Кто, согласно отрывку о поездке в Киев, представил выступающего собравшимся в Киевском Доме кино?

_Отрывок текста_:
= = =

Приостановка тиража, возня вокруг картины не остались незамеченными. «Гараж» уже успели показать в некоторых московских учреждениях. Фильм видело определенное количество людей. Реакция на фильм всюду была близкой к шоку. Зритель, разучившийся видеть на наших экранах правду, не привыкший к резкому, откровенному разговору (не то что нынче), картину принимал восторженно, с горящими глазами. Но тут же добавлялось: «Гараж» никогда не выпустят на экран!» Никто не мог поверить, что ТАКОЕ покажут советскому народу. И тут, словно в подтверждение, случилось это торможение «Гаража» на пути к экрану. И поползли слухи, кривотолки, разговорчики, легенды. Дошли они, разумеется, и до Киева. Когда меня привезли на машине к Киевскому Дому кино, на тротуаре перед входом колыхалась огромная толпа желающих попасть на мой вечер.

Надо сказать, что день в Киеве я провел отменно. Ира Некрасовская меня встретила очень радушно. После устройства в гостинице украинские режиссеры дружески возили меня по городу, показывая достопримечательности. Кстати, погода стояла очаровательная. Режиссеры попутно рассказывали и о своих бедах, об украинских «кинодержимордах», о том, как пресекается все живое, о душном идеологическом прессинге. Потом последовал вкусный обед. Далее — экскурсия в магазин изделий народного творчества, где я купил красивые национальные вещи для своей новой квартиры. При покупке была одна симпатичная деталь — у меня не хватило денег, и мне с легкостью поверили в долг. Тут я понял, что стал очень знаменит! Я обещал, что вышлю одолженную сумму немедленно по возвращении в Москву (что, кстати, и сделал в первый же день). Атмосфера повсюду была невероятно гостеприимной, нежной, ласковой. Я был весь размягчен, расслабился, стал доверчив и вот в таком благодушном, любвеобильном и поэтому бесконтрольном настроении вышел на сцену Киевского Дома кино. Представил меня собравшимся, причем очень лестно, оператор и режиссер Юрий Ильенко.

= = =

_Материал для проверки_:
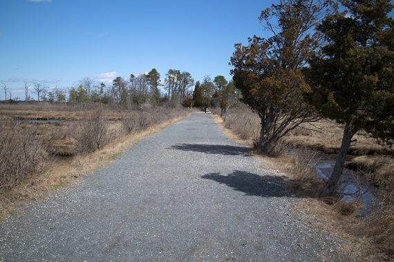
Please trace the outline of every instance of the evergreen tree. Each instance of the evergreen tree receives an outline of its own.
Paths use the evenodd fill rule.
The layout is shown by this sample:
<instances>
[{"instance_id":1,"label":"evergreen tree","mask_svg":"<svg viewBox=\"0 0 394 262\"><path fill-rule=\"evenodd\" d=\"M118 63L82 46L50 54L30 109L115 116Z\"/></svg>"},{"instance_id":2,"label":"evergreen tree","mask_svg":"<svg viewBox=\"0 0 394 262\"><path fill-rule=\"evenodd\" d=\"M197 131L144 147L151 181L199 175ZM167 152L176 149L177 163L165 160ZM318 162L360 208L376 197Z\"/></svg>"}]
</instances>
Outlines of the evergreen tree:
<instances>
[{"instance_id":1,"label":"evergreen tree","mask_svg":"<svg viewBox=\"0 0 394 262\"><path fill-rule=\"evenodd\" d=\"M202 107L203 106L204 100L203 99L203 92L200 86L200 81L196 82L194 86L194 91L193 92L193 101L194 101L194 106Z\"/></svg>"},{"instance_id":2,"label":"evergreen tree","mask_svg":"<svg viewBox=\"0 0 394 262\"><path fill-rule=\"evenodd\" d=\"M346 8L319 26L327 44L306 70L308 101L345 124L339 154L323 196L335 193L352 137L360 129L393 136L394 32L389 0L341 0Z\"/></svg>"},{"instance_id":3,"label":"evergreen tree","mask_svg":"<svg viewBox=\"0 0 394 262\"><path fill-rule=\"evenodd\" d=\"M159 90L160 74L156 68L153 68L147 74L147 81L151 87L151 103L153 105L158 105L160 99L160 91Z\"/></svg>"},{"instance_id":4,"label":"evergreen tree","mask_svg":"<svg viewBox=\"0 0 394 262\"><path fill-rule=\"evenodd\" d=\"M247 46L236 44L231 72L243 101L261 119L256 146L270 152L301 123L316 120L303 102L310 90L301 70L319 46L314 28L335 8L330 0L280 0L261 12L259 20L273 36L254 36Z\"/></svg>"}]
</instances>

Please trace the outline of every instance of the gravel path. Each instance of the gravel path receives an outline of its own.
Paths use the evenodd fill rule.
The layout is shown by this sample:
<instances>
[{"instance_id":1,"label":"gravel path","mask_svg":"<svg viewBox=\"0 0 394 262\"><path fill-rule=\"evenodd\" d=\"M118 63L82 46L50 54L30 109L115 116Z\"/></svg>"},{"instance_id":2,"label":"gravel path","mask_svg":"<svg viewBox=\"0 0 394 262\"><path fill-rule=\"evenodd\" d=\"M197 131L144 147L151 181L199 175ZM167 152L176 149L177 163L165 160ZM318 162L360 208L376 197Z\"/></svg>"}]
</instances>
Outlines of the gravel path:
<instances>
[{"instance_id":1,"label":"gravel path","mask_svg":"<svg viewBox=\"0 0 394 262\"><path fill-rule=\"evenodd\" d=\"M0 225L0 261L346 261L247 152L194 114Z\"/></svg>"}]
</instances>

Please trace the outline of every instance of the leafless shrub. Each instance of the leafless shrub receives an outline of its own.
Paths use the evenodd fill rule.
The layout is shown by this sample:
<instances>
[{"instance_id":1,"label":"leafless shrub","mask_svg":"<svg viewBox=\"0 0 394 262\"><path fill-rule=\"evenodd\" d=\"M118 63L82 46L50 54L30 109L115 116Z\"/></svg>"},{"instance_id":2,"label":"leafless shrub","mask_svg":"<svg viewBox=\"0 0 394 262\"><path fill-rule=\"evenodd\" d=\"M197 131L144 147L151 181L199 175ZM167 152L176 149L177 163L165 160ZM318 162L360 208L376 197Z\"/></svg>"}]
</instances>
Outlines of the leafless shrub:
<instances>
[{"instance_id":1,"label":"leafless shrub","mask_svg":"<svg viewBox=\"0 0 394 262\"><path fill-rule=\"evenodd\" d=\"M122 118L123 128L127 133L139 132L159 124L169 119L185 115L185 110L181 108L153 108L146 111L130 112Z\"/></svg>"},{"instance_id":2,"label":"leafless shrub","mask_svg":"<svg viewBox=\"0 0 394 262\"><path fill-rule=\"evenodd\" d=\"M93 112L91 117L80 123L78 151L89 153L100 150L108 142L108 127L104 119L102 108Z\"/></svg>"},{"instance_id":3,"label":"leafless shrub","mask_svg":"<svg viewBox=\"0 0 394 262\"><path fill-rule=\"evenodd\" d=\"M245 105L230 108L223 116L225 128L231 129L241 139L256 141L260 134L260 119Z\"/></svg>"},{"instance_id":4,"label":"leafless shrub","mask_svg":"<svg viewBox=\"0 0 394 262\"><path fill-rule=\"evenodd\" d=\"M122 118L122 125L126 133L131 133L140 129L140 121L137 114L129 113Z\"/></svg>"},{"instance_id":5,"label":"leafless shrub","mask_svg":"<svg viewBox=\"0 0 394 262\"><path fill-rule=\"evenodd\" d=\"M39 173L46 152L35 130L21 129L12 121L0 124L0 192L8 190L26 177Z\"/></svg>"}]
</instances>

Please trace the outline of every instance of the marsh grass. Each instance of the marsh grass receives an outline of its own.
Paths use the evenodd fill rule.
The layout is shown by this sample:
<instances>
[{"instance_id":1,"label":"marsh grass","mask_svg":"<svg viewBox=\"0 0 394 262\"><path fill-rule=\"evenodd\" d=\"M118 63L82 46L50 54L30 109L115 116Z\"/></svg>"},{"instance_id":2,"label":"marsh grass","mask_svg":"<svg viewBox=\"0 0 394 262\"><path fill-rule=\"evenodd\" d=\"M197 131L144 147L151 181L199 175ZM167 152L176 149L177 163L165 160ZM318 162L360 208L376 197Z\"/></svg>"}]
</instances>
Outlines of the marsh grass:
<instances>
[{"instance_id":1,"label":"marsh grass","mask_svg":"<svg viewBox=\"0 0 394 262\"><path fill-rule=\"evenodd\" d=\"M84 119L62 123L60 126L56 126L54 123L23 123L16 125L12 121L6 122L8 125L1 123L0 157L2 159L0 159L0 168L6 168L6 172L2 172L3 174L11 174L7 171L11 170L18 172L10 174L12 179L6 177L6 183L1 183L1 185L6 185L0 188L0 220L13 214L15 208L22 203L41 199L48 190L63 188L77 182L87 174L116 160L133 144L190 114L182 108L160 107L143 112L119 111L119 115L115 118L118 120L114 120L112 117L108 118L105 108L104 112L99 112L100 110L91 111L90 114L87 114L88 117L84 119L93 121L93 123L86 124L89 128L86 128L89 134L84 134L86 131L84 130L86 126L82 123ZM155 117L156 112L161 117ZM144 114L144 123L142 126L145 128L135 130L132 132L125 132L120 119L124 115L138 116L142 114ZM101 134L100 128L103 126L105 126L106 132L105 143L100 140L102 137L97 136L95 132L98 130L98 134ZM81 150L78 144L86 143L83 141L86 136L92 136L88 139L92 139L89 145L93 145L87 150ZM19 137L20 139L10 139L12 137ZM100 148L97 143L97 139ZM12 169L10 165L5 165L12 161L15 163L20 162L21 156L24 155L21 150L23 145L29 145L26 148L30 150L26 152L31 154L27 154L26 161L21 163L30 163L33 161L34 168L32 165L27 164L24 169ZM14 152L11 150L15 150L15 154L10 154ZM63 154L62 152L64 151L67 151L67 154Z\"/></svg>"},{"instance_id":2,"label":"marsh grass","mask_svg":"<svg viewBox=\"0 0 394 262\"><path fill-rule=\"evenodd\" d=\"M222 120L216 122L247 144L259 136L258 117L245 106L228 110ZM339 248L341 251L355 261L393 261L393 148L377 143L362 131L356 134L357 141L350 148L350 154L358 157L353 157L348 166L377 186L374 188L375 204L366 216L362 218L355 214L362 204L360 201L344 203L339 201L338 197L318 197L323 181L314 174L313 167L319 160L317 152L336 154L342 132L341 125L328 120L304 124L279 143L272 154L257 157L263 159L264 168L279 169L292 180L291 186L296 195L306 198L297 207L301 214L306 214L303 215L304 219L340 239Z\"/></svg>"}]
</instances>

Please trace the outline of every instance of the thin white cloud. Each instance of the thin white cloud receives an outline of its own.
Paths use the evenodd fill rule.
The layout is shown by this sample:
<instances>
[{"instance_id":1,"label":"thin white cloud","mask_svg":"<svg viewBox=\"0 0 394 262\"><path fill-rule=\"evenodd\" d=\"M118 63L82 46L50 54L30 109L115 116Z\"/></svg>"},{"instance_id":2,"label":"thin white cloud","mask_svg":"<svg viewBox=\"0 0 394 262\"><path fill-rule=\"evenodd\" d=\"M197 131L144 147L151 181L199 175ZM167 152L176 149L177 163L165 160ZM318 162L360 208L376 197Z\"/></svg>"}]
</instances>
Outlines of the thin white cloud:
<instances>
[{"instance_id":1,"label":"thin white cloud","mask_svg":"<svg viewBox=\"0 0 394 262\"><path fill-rule=\"evenodd\" d=\"M33 78L24 78L24 77L10 77L6 79L1 80L4 83L24 83L24 82L39 82L42 83L57 83L60 82L59 79L36 79Z\"/></svg>"},{"instance_id":2,"label":"thin white cloud","mask_svg":"<svg viewBox=\"0 0 394 262\"><path fill-rule=\"evenodd\" d=\"M41 3L41 2L50 3L52 2L52 0L28 0L28 1L33 3Z\"/></svg>"},{"instance_id":3,"label":"thin white cloud","mask_svg":"<svg viewBox=\"0 0 394 262\"><path fill-rule=\"evenodd\" d=\"M105 72L100 74L97 80L100 83L112 83L112 81L117 77L117 75L118 74L115 71Z\"/></svg>"}]
</instances>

= = =

_Ответ ниже_:
Оператор и режиссер Юрий Ильенко.